• _Task goal_: Starting with the line that contains "just looking for the number", copy out each line through the end of the entries below, exactly as written, and nothing else.

• _Exercise inputs_:
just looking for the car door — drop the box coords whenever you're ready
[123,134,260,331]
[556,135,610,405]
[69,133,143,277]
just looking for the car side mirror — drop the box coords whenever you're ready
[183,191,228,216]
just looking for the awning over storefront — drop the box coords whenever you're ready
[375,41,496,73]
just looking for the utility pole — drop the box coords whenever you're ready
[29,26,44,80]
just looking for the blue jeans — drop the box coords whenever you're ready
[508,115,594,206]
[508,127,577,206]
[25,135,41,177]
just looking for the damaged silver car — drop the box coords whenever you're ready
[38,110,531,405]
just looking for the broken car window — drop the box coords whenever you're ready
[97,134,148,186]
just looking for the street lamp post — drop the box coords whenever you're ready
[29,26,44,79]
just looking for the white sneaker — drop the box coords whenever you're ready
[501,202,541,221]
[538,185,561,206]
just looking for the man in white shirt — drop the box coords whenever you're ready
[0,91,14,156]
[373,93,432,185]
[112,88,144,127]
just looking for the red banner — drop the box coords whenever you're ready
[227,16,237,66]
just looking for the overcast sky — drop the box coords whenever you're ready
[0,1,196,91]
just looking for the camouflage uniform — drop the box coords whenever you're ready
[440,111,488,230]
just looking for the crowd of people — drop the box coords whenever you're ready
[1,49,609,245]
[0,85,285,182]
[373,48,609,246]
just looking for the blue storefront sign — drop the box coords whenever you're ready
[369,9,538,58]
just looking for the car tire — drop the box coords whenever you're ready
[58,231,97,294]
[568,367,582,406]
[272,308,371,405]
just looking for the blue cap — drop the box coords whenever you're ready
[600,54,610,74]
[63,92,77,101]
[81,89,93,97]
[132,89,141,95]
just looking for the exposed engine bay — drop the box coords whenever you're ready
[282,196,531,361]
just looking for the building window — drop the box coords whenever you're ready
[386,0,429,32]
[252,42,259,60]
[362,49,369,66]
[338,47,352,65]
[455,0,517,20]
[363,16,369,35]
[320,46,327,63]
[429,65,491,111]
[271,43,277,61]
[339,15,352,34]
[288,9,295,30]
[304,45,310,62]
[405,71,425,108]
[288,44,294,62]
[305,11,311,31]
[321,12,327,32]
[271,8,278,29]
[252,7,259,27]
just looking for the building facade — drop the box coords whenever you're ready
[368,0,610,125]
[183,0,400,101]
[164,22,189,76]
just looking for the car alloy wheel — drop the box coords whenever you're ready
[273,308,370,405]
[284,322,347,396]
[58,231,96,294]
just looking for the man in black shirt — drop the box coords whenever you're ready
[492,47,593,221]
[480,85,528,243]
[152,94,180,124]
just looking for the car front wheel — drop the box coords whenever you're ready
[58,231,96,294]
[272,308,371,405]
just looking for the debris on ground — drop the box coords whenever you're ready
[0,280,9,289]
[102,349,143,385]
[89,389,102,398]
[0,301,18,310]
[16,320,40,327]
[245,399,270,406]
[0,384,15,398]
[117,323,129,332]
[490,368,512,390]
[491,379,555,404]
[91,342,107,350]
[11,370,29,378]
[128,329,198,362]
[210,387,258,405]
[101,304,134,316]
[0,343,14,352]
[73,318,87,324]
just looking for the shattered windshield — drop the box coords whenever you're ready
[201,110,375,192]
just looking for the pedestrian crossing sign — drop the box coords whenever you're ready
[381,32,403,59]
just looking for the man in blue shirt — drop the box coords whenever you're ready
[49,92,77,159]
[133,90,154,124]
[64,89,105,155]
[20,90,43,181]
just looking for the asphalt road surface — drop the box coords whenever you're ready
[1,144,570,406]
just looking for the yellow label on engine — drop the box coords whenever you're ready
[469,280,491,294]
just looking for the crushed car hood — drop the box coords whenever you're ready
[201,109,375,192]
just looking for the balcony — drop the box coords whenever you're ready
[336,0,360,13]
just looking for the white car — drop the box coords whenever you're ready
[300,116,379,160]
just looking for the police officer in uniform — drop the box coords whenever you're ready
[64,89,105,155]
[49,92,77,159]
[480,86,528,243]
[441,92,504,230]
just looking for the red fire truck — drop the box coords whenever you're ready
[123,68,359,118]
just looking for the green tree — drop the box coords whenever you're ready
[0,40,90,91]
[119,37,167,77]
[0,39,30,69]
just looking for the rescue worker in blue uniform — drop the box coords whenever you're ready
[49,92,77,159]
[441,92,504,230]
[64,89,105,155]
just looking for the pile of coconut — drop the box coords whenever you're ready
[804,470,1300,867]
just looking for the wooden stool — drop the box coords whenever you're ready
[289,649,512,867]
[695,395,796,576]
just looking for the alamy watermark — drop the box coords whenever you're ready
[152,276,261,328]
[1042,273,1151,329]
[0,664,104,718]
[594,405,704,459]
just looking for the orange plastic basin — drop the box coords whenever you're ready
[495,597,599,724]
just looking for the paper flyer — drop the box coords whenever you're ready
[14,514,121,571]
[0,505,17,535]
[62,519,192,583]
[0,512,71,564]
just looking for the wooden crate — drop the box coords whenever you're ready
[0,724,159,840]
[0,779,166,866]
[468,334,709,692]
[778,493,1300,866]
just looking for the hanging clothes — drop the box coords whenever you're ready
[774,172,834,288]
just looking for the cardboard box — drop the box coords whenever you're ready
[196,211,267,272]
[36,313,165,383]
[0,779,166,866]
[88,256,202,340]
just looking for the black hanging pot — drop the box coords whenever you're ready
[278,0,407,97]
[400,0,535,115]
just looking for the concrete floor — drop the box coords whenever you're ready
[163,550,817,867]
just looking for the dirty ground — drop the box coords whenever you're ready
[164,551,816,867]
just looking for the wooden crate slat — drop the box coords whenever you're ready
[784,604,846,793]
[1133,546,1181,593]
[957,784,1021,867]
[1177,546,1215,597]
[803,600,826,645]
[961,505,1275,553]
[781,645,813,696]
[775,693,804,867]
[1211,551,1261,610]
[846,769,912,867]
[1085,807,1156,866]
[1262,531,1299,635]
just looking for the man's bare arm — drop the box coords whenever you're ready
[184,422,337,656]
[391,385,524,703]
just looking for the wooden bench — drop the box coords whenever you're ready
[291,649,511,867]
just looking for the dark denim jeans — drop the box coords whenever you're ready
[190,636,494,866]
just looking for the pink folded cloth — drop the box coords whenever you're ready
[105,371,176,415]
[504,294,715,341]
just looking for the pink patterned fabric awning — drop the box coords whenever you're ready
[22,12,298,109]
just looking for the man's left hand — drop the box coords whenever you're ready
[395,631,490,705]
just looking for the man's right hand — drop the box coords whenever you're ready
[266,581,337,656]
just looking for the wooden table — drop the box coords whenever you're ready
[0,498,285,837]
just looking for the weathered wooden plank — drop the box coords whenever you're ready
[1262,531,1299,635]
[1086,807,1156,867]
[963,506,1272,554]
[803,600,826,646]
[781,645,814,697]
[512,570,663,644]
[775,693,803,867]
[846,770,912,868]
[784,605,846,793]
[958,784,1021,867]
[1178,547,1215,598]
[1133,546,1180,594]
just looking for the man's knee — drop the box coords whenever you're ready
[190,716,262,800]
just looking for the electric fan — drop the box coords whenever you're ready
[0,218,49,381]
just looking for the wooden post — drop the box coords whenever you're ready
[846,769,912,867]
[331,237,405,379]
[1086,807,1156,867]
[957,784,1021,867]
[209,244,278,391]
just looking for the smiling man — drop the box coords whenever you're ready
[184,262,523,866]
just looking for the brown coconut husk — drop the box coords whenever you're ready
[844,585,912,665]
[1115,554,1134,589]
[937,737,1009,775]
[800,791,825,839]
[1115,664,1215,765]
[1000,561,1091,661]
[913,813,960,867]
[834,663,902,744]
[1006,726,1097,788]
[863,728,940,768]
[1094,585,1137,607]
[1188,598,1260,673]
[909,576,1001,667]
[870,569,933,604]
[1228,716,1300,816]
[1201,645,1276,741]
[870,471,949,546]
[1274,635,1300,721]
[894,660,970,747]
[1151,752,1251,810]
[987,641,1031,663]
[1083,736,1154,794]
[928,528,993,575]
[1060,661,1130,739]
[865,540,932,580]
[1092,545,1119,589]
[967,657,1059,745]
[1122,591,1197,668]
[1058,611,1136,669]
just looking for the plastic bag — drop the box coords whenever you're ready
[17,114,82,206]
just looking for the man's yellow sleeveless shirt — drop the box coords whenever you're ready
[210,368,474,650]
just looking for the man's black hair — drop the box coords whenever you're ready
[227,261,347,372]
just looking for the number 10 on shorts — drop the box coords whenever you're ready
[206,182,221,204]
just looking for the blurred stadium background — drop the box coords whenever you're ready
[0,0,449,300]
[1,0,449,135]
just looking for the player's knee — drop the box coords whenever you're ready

• _Response area_:
just looking for the number 10 on shorts — drop the box coords whenever you're ready
[206,182,221,204]
just looking for the blurred stadium background — drop the box coords whenever you're ready
[0,0,449,300]
[1,0,449,135]
just looking for the player's knee — drop the box coords whenever you're ready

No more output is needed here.